• [OBJETIVO 1]: Indique se cada afirmação abaixo está de acordo com o texto sobre o cinema de terror, respondendo sim ou não e citando literalmente o trecho que decide. (a) O texto compara o terror às comédias românticas. (b) Segundo o texto, os jump-scares aumentaram nos últimos anos. (c) O texto diz que, a partir dos anos 90, o terror no cinema estava virando mais uma experiência de resistência.
• [OBJETIVO 2]: Retome o texto sobre o cinema de terror a partir do ponto em que ele termina e dê continuidade a ele.

• [TEXTO DO DOCUMENTO]:
========================
O Terror deve ser o gênero cinematográfico que mais se vale de estereótipos batidos e convenções clichês. É meio como comédias românticas, que você já entra no cinema sabendo exatamente como ele vai se desenvolver. A graça está nas pequenas coisas: ver seu amigo morrer de susto nos jump-scares, nas mortes cada vez mais violentas e, nos melhores casos, nos efeitos especiais terríveis.

A partir dos anos 90, o terror no cinema estava se tornando muito mais uma experiência de resistência do que uma forma de explorar seus próprios medos. De uns anos pra cá, no entanto, algo estranho vem acontecendo. Os jump-scares diminuíram, as características técnicas melhoraram, os filmes se tornaram mais reflexivos e existencialistas. O medo nesses filmes vem muito mais por causa do clima que despertam do que pelos monstros e serial killers que aparecem.
========================
• [ENTRADAS EXTRAÍDAS]:
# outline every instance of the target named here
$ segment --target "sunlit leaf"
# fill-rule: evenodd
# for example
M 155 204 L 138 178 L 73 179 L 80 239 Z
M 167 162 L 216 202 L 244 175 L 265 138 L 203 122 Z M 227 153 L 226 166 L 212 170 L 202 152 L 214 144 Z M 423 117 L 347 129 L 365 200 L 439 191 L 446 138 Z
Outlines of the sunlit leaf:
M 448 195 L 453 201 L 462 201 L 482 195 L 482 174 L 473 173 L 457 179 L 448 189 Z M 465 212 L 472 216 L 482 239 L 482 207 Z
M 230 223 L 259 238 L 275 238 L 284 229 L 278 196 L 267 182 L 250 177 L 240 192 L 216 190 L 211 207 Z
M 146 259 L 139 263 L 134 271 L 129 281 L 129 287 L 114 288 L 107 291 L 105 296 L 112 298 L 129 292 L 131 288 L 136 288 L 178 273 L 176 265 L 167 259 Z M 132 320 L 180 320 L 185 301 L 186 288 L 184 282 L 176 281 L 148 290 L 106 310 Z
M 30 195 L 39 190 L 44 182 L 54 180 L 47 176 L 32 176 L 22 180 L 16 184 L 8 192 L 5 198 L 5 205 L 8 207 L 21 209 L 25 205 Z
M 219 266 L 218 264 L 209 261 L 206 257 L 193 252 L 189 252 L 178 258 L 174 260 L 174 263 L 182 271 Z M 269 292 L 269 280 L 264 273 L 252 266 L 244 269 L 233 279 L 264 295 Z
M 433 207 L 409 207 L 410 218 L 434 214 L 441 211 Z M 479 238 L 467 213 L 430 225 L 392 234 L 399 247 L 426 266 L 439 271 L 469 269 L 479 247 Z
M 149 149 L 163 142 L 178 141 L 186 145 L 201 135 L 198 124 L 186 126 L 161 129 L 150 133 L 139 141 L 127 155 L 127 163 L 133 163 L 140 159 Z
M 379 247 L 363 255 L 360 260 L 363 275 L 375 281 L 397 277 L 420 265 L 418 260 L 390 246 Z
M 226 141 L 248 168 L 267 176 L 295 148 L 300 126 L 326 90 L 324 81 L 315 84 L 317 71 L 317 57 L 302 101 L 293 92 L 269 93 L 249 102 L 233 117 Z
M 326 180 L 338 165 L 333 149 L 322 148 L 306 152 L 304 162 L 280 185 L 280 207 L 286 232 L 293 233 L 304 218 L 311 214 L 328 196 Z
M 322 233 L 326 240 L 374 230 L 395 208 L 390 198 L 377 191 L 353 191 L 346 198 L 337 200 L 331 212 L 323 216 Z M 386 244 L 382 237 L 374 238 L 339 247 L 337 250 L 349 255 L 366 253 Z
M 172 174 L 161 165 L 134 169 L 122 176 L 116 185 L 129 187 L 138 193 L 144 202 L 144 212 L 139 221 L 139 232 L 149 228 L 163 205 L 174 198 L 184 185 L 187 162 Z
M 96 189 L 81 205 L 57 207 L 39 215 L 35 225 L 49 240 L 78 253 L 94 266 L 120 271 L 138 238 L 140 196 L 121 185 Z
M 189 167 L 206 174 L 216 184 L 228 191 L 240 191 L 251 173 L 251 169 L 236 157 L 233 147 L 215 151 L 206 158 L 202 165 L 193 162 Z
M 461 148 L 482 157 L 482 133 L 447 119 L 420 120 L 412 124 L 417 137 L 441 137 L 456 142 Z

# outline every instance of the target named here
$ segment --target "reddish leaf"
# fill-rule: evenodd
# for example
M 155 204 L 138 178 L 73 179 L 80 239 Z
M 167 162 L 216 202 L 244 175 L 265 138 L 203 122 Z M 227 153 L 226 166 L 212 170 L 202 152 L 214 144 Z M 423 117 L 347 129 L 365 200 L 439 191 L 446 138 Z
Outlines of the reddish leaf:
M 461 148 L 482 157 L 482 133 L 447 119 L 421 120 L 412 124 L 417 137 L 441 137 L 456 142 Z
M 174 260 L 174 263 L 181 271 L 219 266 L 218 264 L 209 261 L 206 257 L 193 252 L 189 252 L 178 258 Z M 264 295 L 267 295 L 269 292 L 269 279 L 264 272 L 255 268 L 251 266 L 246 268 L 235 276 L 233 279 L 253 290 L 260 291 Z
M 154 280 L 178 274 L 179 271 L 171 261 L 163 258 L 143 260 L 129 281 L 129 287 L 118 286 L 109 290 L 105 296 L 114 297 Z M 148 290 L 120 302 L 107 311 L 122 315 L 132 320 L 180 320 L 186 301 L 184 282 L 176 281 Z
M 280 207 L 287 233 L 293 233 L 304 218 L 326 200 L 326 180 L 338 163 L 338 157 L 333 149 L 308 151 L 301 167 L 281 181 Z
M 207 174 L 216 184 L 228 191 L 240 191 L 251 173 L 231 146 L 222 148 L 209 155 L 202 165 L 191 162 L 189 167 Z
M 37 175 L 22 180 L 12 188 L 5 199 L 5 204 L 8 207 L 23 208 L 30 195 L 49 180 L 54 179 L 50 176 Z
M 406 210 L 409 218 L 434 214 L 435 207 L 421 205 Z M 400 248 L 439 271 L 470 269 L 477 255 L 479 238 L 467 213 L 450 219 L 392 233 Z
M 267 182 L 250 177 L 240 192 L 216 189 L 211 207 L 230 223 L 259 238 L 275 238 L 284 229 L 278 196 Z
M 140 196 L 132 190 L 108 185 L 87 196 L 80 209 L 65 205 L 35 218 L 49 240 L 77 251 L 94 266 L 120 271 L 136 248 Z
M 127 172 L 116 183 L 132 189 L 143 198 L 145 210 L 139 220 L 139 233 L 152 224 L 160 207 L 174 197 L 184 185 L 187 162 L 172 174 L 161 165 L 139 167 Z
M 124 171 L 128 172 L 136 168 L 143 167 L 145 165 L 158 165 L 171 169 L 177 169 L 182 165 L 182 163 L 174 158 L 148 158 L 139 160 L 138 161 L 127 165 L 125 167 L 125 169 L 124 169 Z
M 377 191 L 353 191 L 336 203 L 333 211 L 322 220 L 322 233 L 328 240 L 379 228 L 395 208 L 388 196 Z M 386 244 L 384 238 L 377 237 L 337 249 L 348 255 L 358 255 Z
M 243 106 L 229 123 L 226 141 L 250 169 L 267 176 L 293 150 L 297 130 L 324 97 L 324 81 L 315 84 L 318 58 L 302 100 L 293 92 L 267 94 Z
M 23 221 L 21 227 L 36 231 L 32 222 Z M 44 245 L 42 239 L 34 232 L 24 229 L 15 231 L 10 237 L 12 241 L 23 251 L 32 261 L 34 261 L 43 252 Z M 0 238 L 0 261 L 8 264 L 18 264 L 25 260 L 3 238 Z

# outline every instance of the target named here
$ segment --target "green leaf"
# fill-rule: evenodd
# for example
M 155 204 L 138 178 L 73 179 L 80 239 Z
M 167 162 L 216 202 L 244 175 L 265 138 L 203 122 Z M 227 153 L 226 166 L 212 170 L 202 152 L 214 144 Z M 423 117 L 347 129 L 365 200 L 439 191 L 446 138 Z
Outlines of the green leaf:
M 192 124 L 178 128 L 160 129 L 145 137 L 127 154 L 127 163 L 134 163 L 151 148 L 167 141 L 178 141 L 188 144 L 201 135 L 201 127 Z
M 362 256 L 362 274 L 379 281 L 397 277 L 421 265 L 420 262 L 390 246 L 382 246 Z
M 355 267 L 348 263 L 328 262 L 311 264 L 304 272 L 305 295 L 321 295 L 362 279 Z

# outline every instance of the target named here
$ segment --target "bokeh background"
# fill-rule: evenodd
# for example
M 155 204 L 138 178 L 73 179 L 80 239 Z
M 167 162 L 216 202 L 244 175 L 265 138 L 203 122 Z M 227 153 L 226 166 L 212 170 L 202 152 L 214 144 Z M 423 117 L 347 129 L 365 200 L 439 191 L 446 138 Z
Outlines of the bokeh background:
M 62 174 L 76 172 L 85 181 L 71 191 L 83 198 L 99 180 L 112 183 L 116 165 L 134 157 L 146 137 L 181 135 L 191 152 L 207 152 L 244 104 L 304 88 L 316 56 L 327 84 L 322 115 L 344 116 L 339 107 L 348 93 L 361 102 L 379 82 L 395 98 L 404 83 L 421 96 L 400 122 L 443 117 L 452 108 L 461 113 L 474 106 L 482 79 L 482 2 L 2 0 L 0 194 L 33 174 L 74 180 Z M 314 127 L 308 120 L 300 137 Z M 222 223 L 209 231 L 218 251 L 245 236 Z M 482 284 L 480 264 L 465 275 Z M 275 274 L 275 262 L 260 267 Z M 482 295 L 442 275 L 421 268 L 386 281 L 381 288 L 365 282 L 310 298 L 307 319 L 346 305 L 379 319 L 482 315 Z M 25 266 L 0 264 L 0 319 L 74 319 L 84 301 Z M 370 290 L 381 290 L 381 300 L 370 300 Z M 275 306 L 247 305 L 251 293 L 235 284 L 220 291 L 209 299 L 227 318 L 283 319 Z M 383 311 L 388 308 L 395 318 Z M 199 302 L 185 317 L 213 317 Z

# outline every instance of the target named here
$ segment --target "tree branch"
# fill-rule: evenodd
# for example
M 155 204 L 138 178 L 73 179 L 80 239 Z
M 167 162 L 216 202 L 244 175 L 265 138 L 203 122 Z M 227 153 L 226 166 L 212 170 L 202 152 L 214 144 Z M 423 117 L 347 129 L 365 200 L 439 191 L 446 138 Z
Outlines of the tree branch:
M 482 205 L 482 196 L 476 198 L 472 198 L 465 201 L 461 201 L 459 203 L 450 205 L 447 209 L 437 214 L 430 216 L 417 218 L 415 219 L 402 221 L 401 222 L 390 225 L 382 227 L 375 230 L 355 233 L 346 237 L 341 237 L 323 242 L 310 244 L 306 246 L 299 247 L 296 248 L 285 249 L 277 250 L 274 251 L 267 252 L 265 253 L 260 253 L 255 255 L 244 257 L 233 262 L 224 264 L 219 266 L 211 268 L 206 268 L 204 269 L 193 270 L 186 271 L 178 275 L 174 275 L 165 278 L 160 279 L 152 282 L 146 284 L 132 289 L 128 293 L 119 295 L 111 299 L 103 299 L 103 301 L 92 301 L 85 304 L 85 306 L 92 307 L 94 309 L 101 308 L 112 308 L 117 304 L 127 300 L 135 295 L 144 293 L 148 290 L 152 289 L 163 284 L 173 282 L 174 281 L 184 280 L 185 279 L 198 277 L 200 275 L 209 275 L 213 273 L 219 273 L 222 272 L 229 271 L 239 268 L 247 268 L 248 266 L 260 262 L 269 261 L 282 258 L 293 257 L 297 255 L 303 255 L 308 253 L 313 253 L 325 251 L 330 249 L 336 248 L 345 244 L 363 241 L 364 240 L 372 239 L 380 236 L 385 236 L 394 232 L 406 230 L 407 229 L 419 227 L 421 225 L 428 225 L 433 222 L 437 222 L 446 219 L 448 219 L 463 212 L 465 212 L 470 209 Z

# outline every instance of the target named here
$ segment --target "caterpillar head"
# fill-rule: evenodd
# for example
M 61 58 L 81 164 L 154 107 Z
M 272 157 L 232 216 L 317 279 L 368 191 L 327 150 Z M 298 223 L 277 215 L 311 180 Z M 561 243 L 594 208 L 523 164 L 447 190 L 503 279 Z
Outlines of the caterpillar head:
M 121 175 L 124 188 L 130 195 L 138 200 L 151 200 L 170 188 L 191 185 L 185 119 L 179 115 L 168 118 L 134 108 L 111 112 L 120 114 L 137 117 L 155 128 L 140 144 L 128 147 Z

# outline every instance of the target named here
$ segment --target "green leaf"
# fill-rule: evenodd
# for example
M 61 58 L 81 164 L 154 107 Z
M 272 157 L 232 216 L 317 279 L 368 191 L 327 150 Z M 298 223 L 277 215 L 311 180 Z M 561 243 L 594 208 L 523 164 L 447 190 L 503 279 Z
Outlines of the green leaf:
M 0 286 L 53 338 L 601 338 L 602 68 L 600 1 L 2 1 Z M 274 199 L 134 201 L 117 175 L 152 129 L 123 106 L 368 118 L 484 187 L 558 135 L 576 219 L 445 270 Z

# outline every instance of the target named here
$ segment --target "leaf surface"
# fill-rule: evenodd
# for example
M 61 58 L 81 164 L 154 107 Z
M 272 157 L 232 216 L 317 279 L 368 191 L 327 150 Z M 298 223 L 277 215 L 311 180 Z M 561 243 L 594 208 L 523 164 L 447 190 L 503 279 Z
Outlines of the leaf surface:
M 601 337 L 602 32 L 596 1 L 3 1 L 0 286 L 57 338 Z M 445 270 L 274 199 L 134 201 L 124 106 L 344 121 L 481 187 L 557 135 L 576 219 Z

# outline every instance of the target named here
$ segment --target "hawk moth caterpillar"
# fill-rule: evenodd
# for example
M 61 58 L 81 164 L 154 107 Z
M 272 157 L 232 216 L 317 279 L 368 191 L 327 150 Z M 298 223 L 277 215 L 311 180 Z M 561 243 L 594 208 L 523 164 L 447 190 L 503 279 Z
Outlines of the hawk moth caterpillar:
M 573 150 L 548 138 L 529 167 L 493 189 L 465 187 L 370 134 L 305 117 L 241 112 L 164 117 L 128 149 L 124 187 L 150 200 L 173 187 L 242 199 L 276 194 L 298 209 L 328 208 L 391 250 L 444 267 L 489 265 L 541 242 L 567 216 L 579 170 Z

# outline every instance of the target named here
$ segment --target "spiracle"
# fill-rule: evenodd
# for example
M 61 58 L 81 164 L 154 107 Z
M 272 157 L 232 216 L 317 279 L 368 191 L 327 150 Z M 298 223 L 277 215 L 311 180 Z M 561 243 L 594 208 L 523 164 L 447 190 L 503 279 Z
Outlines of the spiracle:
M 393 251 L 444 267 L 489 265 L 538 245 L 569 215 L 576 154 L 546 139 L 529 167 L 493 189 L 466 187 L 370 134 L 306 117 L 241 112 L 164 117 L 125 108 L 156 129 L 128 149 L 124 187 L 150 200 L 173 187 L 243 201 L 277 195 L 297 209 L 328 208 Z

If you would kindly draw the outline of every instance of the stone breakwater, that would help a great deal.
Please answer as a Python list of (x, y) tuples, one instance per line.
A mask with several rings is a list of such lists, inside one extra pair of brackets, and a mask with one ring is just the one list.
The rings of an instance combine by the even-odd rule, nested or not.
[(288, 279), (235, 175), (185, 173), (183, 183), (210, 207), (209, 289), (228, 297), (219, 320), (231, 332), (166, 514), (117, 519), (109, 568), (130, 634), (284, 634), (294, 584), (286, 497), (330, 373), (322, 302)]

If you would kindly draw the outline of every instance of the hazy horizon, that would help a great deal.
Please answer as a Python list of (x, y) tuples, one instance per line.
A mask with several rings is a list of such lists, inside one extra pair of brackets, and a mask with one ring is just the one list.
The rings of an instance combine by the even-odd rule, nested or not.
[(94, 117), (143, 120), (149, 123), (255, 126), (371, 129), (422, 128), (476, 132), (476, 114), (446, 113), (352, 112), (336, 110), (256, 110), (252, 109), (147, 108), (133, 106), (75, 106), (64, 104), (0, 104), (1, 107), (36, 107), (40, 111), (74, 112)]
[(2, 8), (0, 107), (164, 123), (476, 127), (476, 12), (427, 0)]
========================
• [RESPOSTA ESCRITA 1]:
(a) Sim: "É meio como comédias românticas".
(b) Não: "Os jump-scares diminuíram".
(c) Sim: "o terror no cinema estava se tornando muito mais uma experiência de resistência do que uma forma de explorar seus próprios medos".

• [RESPOSTA ESCRITA 2]:
Eu percebi uma mudança pela primeira vez com Amantes Eternos (Jim Jarmush, 2013), um filme sobre vampiros em que não acontece nada. Na época, comecei a me perguntar quando foi que vampiros se tornaram tão blasé. Depois disso, mais alguns filmes de terror existencialistas começaram a pipocar no cinema, como Babadook (Jennifer Kent, 2014), A Bruxa (Robert Eggers, 2015), um filme brasileiro chamado Mate-me Por Favor (Anita Rocha da Silveira, 2015) e, mais recentemente, Corra! (Jordan Peele, 2017) e In the Shadows (Trey Edward Shults, 2017). 

The Guardian acredita que está surgindo um novo gênero de horror, o “pós-horror”. O jornal explica que pós-horror é “o que acontece quando você olha além das convenções [de filmes de terror] feitas a ferro e fogo e se perde no escuro? Você pode achar algo ainda mais assustador. Você pode achar algo que não é nada assustador.” Pessoalmente, tenho o costume de chamar esse tipo de filme de “terror-arte”.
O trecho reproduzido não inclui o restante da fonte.